- EXERCISE DESCRIPTION
Recast all the lines below as a two-column CSV with the headers line_text and answer. Give one row for each line that asks for dots, with that line's answer beside it, put each value in a single quoted field with line breaks replaced by spaces, and leave out the pictures.

— begin MATERIAL FOR THIS TASK —

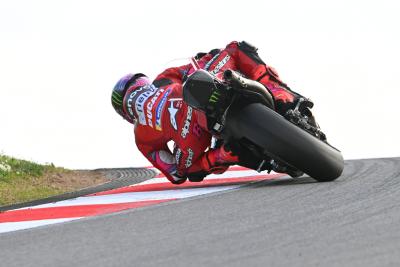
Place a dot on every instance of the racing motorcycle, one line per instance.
(241, 113)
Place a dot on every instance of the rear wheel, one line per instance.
(286, 142)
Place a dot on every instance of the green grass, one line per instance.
(22, 180)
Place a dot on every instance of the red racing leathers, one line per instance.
(163, 116)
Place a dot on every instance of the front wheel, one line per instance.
(285, 141)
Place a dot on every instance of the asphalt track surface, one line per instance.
(353, 221)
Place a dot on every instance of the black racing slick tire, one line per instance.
(285, 141)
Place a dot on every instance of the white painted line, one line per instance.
(14, 226)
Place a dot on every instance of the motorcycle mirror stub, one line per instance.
(198, 89)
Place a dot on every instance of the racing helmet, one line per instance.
(125, 87)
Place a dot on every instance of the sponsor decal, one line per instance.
(186, 125)
(197, 131)
(211, 61)
(189, 159)
(141, 100)
(220, 65)
(130, 100)
(150, 105)
(159, 109)
(214, 97)
(172, 112)
(178, 155)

— end MATERIAL FOR THIS TASK —

- REPLY TO THE TASK
line_text,answer
"Place a dot on every instance of the racing motorcycle, one line per instance.","(241, 113)"
"Place a dot on every instance of the rear wheel, one line per instance.","(286, 142)"
"Place a dot on every instance of the green grass, one line per instance.","(22, 180)"
"Place a dot on every instance of the red racing leathers, one line per instance.","(163, 116)"
"Place a dot on every instance of the front wheel, one line per instance.","(285, 141)"
"Place a dot on every instance of the asphalt track surface, one line per instance.","(353, 221)"
"Place a dot on every instance of the black racing slick tire, one line per instance.","(285, 141)"
"Place a dot on every instance of the white painted line, one line per instance.","(14, 226)"
"Place a dot on every instance of the motorcycle mirror stub, one line per instance.","(198, 89)"
"Place a dot on every instance of the racing helmet, one line per instance.","(125, 87)"
"Place a dot on every instance of the sponsor decal, one line per instance.","(186, 125) (197, 131) (211, 61) (189, 159) (141, 100) (220, 65) (130, 100) (150, 105) (159, 109) (214, 97) (172, 112) (178, 155)"